> **What you will do**
The records appear below. Set down exactly each line from the one that contains "Identify each instance of the drawer" through the last, both included.

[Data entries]
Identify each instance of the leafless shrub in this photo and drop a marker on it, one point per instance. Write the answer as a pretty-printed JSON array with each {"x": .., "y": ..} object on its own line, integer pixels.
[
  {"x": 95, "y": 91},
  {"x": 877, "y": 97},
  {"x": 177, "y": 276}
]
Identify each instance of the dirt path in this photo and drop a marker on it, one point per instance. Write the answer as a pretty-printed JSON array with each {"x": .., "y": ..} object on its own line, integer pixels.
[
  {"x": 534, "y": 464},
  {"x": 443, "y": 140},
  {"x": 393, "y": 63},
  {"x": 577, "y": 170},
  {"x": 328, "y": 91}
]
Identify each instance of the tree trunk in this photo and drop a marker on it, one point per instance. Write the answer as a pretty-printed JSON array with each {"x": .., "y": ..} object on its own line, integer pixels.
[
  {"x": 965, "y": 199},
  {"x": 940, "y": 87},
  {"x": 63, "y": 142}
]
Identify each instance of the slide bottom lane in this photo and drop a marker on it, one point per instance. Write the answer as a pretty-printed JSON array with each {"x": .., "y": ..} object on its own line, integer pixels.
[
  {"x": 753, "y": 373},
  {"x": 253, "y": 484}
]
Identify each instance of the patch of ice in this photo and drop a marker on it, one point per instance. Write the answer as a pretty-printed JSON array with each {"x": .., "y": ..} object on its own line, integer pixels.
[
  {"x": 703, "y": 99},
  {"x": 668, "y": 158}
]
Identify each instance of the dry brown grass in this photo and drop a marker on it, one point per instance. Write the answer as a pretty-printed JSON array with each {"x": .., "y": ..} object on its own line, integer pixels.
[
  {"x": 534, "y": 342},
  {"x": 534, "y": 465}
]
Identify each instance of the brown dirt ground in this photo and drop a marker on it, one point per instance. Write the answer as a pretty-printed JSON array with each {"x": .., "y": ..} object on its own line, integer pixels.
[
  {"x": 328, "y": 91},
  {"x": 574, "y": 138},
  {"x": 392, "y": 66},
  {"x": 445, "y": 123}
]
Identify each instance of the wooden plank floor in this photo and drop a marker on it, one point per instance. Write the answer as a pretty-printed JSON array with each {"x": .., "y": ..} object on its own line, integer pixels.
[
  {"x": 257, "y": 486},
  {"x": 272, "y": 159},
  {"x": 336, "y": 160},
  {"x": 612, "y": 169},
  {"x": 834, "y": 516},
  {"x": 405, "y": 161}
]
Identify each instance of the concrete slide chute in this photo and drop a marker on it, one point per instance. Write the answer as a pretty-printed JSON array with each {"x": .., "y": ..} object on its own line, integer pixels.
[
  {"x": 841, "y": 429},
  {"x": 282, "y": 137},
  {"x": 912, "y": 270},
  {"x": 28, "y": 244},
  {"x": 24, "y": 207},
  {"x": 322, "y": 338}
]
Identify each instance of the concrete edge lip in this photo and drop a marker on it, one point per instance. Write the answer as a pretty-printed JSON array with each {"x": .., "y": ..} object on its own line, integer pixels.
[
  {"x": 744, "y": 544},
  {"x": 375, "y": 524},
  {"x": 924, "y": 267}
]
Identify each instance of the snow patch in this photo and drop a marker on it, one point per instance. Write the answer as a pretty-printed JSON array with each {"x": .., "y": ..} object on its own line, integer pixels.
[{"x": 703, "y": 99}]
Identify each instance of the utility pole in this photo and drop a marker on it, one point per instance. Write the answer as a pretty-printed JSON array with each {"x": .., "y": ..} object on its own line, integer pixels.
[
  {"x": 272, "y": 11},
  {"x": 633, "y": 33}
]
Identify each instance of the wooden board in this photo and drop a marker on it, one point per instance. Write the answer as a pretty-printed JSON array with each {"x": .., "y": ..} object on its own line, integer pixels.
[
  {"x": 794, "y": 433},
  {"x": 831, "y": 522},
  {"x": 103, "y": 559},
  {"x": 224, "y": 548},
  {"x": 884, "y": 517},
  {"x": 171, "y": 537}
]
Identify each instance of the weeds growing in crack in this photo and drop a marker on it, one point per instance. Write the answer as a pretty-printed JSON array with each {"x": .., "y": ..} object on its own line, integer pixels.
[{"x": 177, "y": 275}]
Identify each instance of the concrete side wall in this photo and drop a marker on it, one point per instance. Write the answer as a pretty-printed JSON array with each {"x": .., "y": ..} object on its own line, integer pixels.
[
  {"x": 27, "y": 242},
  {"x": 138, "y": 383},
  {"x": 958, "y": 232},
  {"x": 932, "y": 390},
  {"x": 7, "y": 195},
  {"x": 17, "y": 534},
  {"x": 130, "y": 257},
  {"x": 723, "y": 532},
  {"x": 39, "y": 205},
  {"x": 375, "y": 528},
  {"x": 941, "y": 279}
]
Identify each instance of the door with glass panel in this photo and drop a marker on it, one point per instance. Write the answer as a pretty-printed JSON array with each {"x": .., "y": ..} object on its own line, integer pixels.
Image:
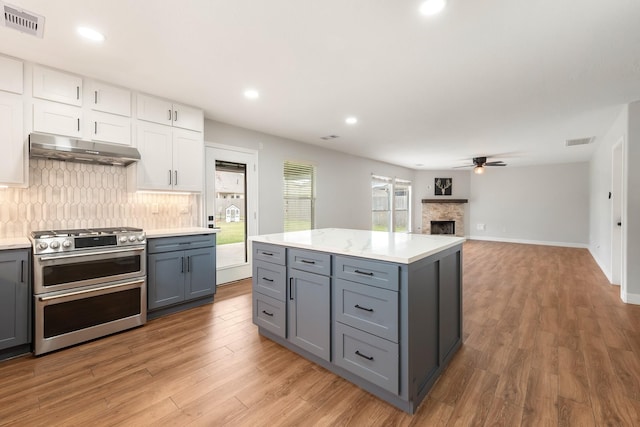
[{"x": 230, "y": 207}]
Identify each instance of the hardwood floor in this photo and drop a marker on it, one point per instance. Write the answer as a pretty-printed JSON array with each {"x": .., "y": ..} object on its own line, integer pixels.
[{"x": 547, "y": 342}]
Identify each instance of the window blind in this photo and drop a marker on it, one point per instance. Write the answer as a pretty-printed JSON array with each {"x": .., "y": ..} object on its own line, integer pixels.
[{"x": 299, "y": 196}]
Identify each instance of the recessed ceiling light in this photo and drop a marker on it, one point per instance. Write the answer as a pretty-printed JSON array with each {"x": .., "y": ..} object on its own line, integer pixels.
[
  {"x": 432, "y": 7},
  {"x": 251, "y": 94},
  {"x": 91, "y": 34}
]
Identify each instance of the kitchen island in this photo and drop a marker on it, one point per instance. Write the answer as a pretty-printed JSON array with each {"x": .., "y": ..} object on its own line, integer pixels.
[{"x": 383, "y": 310}]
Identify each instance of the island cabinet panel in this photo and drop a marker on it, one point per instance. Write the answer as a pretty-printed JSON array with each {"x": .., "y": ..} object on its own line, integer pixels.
[
  {"x": 309, "y": 312},
  {"x": 270, "y": 279},
  {"x": 367, "y": 308},
  {"x": 375, "y": 273},
  {"x": 270, "y": 313},
  {"x": 311, "y": 261},
  {"x": 269, "y": 253},
  {"x": 450, "y": 295},
  {"x": 371, "y": 358},
  {"x": 389, "y": 327}
]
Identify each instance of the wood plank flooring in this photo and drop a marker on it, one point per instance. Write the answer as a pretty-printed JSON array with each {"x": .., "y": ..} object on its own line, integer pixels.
[{"x": 547, "y": 342}]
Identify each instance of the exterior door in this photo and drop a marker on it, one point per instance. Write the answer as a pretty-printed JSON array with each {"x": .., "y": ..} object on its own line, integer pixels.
[{"x": 231, "y": 207}]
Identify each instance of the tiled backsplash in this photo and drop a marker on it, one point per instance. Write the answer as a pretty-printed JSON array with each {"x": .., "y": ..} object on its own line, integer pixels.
[{"x": 74, "y": 195}]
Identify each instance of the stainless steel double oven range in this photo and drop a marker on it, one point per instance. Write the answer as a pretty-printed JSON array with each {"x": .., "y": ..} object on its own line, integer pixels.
[{"x": 87, "y": 284}]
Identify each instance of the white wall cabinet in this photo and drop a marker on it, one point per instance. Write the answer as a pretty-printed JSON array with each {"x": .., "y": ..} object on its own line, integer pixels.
[
  {"x": 111, "y": 128},
  {"x": 171, "y": 158},
  {"x": 58, "y": 119},
  {"x": 108, "y": 99},
  {"x": 12, "y": 161},
  {"x": 167, "y": 113},
  {"x": 10, "y": 75},
  {"x": 54, "y": 85}
]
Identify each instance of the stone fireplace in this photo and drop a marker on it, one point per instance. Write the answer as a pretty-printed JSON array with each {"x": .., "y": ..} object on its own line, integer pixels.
[{"x": 443, "y": 216}]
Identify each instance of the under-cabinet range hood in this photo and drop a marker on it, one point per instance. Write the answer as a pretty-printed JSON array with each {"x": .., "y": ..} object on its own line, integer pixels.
[{"x": 76, "y": 150}]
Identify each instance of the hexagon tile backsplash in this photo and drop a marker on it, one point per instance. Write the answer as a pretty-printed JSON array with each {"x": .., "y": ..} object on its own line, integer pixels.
[{"x": 65, "y": 195}]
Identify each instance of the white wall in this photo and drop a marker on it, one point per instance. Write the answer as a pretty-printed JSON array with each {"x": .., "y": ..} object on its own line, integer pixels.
[
  {"x": 600, "y": 174},
  {"x": 546, "y": 204},
  {"x": 632, "y": 214},
  {"x": 343, "y": 182},
  {"x": 423, "y": 188}
]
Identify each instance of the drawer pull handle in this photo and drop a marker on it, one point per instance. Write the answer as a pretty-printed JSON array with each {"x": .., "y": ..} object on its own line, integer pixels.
[
  {"x": 366, "y": 273},
  {"x": 363, "y": 355}
]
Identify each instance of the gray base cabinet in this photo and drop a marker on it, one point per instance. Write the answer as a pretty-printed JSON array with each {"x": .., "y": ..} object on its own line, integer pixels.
[
  {"x": 389, "y": 328},
  {"x": 15, "y": 299},
  {"x": 180, "y": 270}
]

> **Result**
Identify each instance of the drawer pull handle in this photo and drop a marker on it, one point per instance. Write the answer as a pretty-printed JSON array with each {"x": .., "y": ..} object on its own line, integer pixels.
[
  {"x": 366, "y": 273},
  {"x": 363, "y": 355}
]
Identify each instance of the gray base cabinet in this photo and drop a marker on it, one point per instance. Write the answer as a pretty-printed JSON array with each {"x": .., "y": ..} object on its own line, integer pixels.
[
  {"x": 389, "y": 328},
  {"x": 15, "y": 299},
  {"x": 180, "y": 270}
]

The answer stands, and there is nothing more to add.